STATED GOAL A
Answer these questions about the court opinion below, using only what it states:
(i) Which court decided the case?
(ii) Which justice wrote the opinion?
(iii) Who owns the building where the store is located?
STATED GOAL B
Carry on the Dias v. Woodrow court opinion below, picking up right after its last sentence.

SOURCE TEXT
# # # # # # #
Dias v. Woodrow

Annotate this Case

342 Mass. 218 (1961)

172 N.E.2d 705

EVELYN DIAS & another vs. SUMNER WOODROW & another.

Supreme Judicial Court of Massachusetts, Suffolk.

February 8, 1961.

March 9, 1961.

Present: WILKINS, C.J., WHITTEMORE, CUTTER, KIRK, & SPIEGEL, JJ.

George Michaels, for the plaintiffs, submitted a brief.

Philander S. Ratzkoff, for the defendants.

SPIEGEL, J.

This is an action of tort in which the plaintiff Evelyn Dias seeks to recover for personal injuries *219 incurred when she fell while leaving a store named "Kramer's Delicatessen" rented to the defendant Nathan Kramer and located in a building owned by the defendant Sumner Woodrow. Her husband seeks to recover consequential damages resulting from the same injury.
# # # # # # #
Items for identifying locations
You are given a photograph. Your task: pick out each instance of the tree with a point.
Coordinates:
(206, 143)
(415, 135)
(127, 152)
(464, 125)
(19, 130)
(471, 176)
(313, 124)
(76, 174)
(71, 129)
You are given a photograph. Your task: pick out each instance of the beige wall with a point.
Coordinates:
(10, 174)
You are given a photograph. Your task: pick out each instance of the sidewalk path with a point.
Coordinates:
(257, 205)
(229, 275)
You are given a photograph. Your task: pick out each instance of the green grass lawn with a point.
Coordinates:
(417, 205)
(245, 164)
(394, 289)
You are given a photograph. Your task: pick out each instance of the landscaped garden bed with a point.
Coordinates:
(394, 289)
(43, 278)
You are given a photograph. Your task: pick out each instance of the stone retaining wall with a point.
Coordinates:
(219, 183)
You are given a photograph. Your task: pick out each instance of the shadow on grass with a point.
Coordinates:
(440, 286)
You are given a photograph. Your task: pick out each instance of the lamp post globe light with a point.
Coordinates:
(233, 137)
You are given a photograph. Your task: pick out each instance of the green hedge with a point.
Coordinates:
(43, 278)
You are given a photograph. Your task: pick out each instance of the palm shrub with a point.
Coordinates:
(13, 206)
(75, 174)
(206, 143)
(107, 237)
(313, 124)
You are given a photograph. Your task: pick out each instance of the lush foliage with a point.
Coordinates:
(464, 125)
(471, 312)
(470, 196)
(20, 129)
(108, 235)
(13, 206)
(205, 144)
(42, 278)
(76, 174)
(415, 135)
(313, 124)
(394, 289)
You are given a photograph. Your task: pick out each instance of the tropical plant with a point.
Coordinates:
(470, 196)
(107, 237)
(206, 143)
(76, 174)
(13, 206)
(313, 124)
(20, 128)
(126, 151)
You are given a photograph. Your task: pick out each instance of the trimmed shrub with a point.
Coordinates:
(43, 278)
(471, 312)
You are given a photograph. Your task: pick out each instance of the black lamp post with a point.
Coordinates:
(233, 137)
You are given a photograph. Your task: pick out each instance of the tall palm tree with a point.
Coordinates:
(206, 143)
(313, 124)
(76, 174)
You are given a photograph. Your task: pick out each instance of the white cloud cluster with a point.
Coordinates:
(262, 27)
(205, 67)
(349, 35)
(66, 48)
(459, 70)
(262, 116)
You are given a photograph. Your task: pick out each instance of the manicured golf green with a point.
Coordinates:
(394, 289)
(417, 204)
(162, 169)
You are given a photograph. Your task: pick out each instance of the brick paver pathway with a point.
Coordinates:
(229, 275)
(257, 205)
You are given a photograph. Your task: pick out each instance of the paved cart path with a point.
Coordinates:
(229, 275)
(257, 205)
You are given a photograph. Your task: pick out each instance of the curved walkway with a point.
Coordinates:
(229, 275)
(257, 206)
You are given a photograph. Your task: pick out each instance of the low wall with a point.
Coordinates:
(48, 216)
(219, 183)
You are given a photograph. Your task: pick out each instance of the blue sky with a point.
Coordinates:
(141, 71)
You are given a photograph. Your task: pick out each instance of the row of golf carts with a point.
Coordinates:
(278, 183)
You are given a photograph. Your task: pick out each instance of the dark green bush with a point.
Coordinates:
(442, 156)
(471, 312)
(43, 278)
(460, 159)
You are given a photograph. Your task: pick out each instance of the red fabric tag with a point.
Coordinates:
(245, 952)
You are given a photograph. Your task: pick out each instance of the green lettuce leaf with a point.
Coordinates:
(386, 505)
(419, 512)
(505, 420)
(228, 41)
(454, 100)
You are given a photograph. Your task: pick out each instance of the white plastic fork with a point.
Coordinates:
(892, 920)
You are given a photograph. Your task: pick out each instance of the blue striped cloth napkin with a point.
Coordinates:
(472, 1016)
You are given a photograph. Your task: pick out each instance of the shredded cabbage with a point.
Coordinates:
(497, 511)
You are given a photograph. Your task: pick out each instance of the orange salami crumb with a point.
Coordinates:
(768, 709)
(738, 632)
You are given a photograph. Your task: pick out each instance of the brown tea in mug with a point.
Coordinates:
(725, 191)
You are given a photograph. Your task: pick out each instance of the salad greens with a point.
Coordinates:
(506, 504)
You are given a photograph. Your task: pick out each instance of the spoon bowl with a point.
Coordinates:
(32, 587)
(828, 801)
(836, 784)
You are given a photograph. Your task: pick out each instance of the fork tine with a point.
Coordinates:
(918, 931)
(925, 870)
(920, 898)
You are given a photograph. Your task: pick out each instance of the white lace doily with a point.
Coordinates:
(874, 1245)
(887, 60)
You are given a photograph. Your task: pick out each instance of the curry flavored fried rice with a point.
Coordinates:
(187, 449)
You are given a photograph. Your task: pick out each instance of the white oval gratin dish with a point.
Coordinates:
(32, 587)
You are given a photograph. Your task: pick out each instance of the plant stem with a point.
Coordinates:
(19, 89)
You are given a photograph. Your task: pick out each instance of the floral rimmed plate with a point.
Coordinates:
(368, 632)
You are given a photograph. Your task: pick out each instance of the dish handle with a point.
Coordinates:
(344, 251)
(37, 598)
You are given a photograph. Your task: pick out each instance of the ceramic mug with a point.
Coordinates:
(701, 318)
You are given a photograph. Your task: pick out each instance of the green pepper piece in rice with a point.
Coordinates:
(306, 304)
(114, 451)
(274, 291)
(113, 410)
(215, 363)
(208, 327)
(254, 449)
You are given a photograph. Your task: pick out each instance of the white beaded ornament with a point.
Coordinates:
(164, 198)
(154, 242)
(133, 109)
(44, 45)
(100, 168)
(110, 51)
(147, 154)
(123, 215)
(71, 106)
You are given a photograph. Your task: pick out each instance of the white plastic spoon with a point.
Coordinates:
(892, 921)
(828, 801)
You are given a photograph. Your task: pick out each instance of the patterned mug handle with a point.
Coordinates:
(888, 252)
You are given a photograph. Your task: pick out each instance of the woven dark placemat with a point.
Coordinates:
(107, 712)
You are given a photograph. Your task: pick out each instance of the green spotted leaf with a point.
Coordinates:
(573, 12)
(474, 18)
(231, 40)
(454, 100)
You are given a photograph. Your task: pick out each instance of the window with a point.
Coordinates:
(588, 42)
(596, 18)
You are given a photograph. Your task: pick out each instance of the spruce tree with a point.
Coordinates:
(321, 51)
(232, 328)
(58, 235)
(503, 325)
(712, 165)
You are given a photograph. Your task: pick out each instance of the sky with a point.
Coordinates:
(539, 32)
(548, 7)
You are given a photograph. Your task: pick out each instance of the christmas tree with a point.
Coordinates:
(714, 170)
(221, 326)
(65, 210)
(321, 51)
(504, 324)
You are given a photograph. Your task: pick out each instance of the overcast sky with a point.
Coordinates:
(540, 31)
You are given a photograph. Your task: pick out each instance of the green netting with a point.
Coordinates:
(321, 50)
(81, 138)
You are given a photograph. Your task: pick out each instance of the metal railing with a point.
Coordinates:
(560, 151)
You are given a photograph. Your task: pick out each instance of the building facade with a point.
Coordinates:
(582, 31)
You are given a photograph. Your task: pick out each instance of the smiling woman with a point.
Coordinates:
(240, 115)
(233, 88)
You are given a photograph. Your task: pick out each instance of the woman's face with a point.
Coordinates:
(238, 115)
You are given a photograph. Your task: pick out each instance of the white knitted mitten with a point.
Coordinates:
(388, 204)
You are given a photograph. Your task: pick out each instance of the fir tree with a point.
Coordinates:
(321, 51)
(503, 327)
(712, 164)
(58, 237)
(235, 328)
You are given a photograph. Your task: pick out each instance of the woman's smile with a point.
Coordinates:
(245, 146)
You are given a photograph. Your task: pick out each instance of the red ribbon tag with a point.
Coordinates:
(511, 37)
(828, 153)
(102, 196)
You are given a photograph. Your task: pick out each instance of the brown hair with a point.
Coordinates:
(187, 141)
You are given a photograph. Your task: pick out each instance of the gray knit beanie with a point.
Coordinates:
# # # # # # #
EXPECTED OUTPUT A
(i) The Supreme Judicial Court of Massachusetts, Suffolk.
(ii) Justice Spiegel.
(iii) Sumner Woodrow.

EXPECTED OUTPUT B
A trial was had in the Superior Court in which the judge allowed the motion for directed verdicts filed by the defendant Woodrow at the conclusion of the evidence. Just prior to the allowance of the defendant Woodrow's motion for directed verdicts it was agreed by counsel for Woodrow and the plaintiffs' counsel and read into the record "that if the case of the plaintiffs should have been submitted to the jury on counts 1 and 3[1] ... judgment is to be entered for the plaintiffs on those counts in the same amount found by the jury as damages on counts 2 and 4." The jury returned verdicts for Evelyn Dias and for her husband against Kramer. After the trial, the judge allowed Woodrow's motion to vacate the stipulation for the reason "that the damages were excessive." The plaintiffs excepted to the allowance of the defendant Woodrow's motion for directed verdicts and vacation of the stipulation entered into.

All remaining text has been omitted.